:: Exercise prompt ::
Print the data that follows exactly.
+ + + + + + +
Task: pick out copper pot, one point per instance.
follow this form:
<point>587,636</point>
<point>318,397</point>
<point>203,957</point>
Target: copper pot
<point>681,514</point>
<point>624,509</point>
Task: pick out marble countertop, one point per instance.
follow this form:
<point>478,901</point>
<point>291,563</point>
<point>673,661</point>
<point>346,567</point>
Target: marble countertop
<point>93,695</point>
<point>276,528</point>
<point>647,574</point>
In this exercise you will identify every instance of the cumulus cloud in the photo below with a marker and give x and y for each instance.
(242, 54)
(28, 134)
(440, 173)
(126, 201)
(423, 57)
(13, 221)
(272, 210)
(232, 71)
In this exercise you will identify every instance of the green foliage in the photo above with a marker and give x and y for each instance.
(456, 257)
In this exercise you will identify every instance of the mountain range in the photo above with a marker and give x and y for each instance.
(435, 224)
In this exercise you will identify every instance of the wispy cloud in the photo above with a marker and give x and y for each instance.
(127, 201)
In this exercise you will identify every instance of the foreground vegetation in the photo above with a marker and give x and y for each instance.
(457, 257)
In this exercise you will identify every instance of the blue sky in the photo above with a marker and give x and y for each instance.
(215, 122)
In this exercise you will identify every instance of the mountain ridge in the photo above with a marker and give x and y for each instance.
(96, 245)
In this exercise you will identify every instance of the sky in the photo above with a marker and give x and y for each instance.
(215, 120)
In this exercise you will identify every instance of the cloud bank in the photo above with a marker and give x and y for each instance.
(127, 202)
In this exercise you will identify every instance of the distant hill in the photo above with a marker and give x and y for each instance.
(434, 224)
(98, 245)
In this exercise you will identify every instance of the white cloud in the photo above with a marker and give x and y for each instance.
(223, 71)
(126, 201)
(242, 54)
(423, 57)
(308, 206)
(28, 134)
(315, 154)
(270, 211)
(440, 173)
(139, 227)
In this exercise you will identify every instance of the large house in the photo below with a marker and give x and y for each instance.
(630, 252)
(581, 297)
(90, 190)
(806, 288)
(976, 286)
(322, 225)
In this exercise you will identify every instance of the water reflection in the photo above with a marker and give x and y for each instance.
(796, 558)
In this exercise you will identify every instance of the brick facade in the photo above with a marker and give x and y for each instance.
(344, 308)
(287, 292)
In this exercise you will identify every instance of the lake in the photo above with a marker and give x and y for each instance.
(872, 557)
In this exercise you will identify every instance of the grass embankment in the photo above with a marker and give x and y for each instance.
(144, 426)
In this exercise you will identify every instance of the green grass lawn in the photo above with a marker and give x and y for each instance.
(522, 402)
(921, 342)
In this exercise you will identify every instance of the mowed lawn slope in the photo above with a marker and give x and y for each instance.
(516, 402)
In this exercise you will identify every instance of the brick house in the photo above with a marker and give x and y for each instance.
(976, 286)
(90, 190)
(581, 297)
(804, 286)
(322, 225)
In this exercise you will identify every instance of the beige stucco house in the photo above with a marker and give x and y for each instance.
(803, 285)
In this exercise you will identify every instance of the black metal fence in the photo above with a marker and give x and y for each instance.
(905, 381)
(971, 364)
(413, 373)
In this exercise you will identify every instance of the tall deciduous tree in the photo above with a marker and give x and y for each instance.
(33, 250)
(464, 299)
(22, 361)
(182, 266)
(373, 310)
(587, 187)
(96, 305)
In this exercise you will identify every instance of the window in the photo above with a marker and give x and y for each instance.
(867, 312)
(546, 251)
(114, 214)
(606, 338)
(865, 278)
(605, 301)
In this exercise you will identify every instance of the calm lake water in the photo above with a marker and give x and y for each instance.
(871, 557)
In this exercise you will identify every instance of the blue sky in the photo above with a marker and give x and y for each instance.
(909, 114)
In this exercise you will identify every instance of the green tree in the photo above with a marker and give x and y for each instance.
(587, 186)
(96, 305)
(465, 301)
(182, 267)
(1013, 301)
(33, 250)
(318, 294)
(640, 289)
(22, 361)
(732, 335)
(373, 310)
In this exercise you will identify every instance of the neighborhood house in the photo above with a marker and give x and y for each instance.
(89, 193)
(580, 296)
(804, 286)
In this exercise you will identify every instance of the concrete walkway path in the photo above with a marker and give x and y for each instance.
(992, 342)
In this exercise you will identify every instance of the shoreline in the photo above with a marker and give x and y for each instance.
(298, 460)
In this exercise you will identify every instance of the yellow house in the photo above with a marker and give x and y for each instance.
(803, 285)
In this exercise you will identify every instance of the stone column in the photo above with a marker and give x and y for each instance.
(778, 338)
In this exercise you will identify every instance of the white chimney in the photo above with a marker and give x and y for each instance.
+ + + + + + +
:: Task output ::
Task: pick out copper pot, one point per instance.
follow this form:
<point>587,636</point>
<point>318,397</point>
<point>203,957</point>
Target: copper pot
<point>681,514</point>
<point>624,509</point>
Task: pick out marble countertop, one point per instance.
follow this form:
<point>478,901</point>
<point>291,563</point>
<point>673,661</point>
<point>346,567</point>
Target: marble countertop
<point>93,695</point>
<point>276,528</point>
<point>647,574</point>
In this exercise you will identify every instance of the cumulus cloud in the photo below with a marker and give x and y for each instance.
(242, 54)
(28, 134)
(440, 173)
(126, 201)
(423, 57)
(13, 221)
(272, 210)
(232, 71)
In this exercise you will identify every instance of the green foliage in the photo above with a marker and give x and y for each instance.
(456, 257)
In this exercise you will identify every instance of the mountain range in the photo above with a marker and give x and y for each instance.
(435, 224)
In this exercise you will identify every instance of the wispy cloud in the photo above with a marker and give x and y for each instance.
(127, 201)
In this exercise you will identify every instance of the foreground vegetation in the photo above with a marker and give x and y for each instance.
(457, 257)
In this exercise you will identify every instance of the blue sky in the photo above with a marker and give x and y for each instance.
(215, 122)
In this exercise you will identify every instance of the mountain ridge in the photo above with a marker and give x and y for each instance.
(96, 245)
In this exercise you will identify every instance of the sky in the photo above with a marker and give x and y for each instance.
(215, 120)
In this exercise you will identify every instance of the cloud bank in the photo above with a marker and give x and y for each instance.
(127, 202)
In this exercise you will identify every instance of the distant hill in the photo above with a marker and give x and y for each instance.
(434, 224)
(98, 245)
In this exercise you will identify every instance of the white cloud in the photo above with a marker and give x and y for each instance.
(223, 71)
(126, 201)
(242, 54)
(423, 57)
(308, 206)
(28, 134)
(315, 154)
(270, 211)
(440, 173)
(139, 227)
In this exercise you will identify every instance of the large house in the photo below with a marker and give x and y for each instance.
(630, 252)
(581, 297)
(90, 190)
(806, 288)
(976, 286)
(322, 225)
In this exercise you will identify every instance of the water reflection in the photo above with a marker and give x and y for each instance.
(796, 558)
In this exercise you will identify every instance of the brick facade in the photo above with a marker and give x and y for each instance.
(344, 308)
(287, 292)
In this exercise you will identify every instance of the lake in the photo above with a marker and give x and y for each instance.
(872, 557)
In this exercise you will identify every instance of the grass embankment in the photo above with a marker and give x and y for each instance.
(144, 426)
In this exercise you will identify every instance of the green grass lawn in the photo above with a marker and give x and y for each instance.
(522, 402)
(921, 342)
In this exercise you will identify every instance of the mowed lawn slope in the photo above with a marker and give x and y for each instance.
(516, 402)
In this exercise you will identify every instance of the brick house in the photo above with a marker and give x and y for each instance.
(976, 286)
(90, 190)
(581, 297)
(804, 286)
(322, 225)
In this exercise you will identify every instance of the beige stucco house in the photo above with a marker and give x and y for each instance.
(803, 285)
In this exercise you will identify every instance of the black metal fence in the photo above with a marker and give x and y for each instance.
(905, 381)
(971, 364)
(413, 373)
In this exercise you will identify every instance of the tall deciduous tree in the photo above with a marker and give x and y for each instance.
(33, 250)
(464, 299)
(22, 361)
(182, 266)
(373, 310)
(587, 187)
(96, 305)
In this exercise you will identify every instance of the window in the photo above with a marker and give x and y for each instance.
(867, 312)
(546, 251)
(114, 214)
(606, 338)
(865, 278)
(605, 301)
In this exercise you will identify every instance of the calm lake water in the photo above with a marker and give x and y for each instance.
(871, 557)
In this exercise you will identify every instance of the blue sky in the photo above with a marker and give x and y for each instance.
(909, 114)
In this exercise you will identify every instance of the green tree in the photo above with a marker and give x and y for each instance.
(587, 186)
(96, 305)
(465, 301)
(182, 267)
(1013, 301)
(33, 250)
(318, 294)
(640, 289)
(22, 361)
(732, 335)
(373, 310)
In this exercise you will identify every instance of the neighborhood house in the photo above with a marker and give x and y for each instance.
(89, 193)
(580, 296)
(804, 286)
In this exercise you will identify every instance of the concrete walkway path in the photo above with a marker and give x and y for each instance.
(992, 342)
In this exercise you will identify every instance of the shoreline in the photo above with a marker and give x and y for each instance.
(298, 460)
In this exercise you will identify every instance of the yellow house in the photo above with a marker and give x and y for each instance.
(803, 285)
In this exercise you will identify every instance of the stone column in the photo above with a marker and give x and y for each instance.
(778, 338)
In this exercise you will identify every instance of the white chimney in the photo above with a marker and give x and y for each instance.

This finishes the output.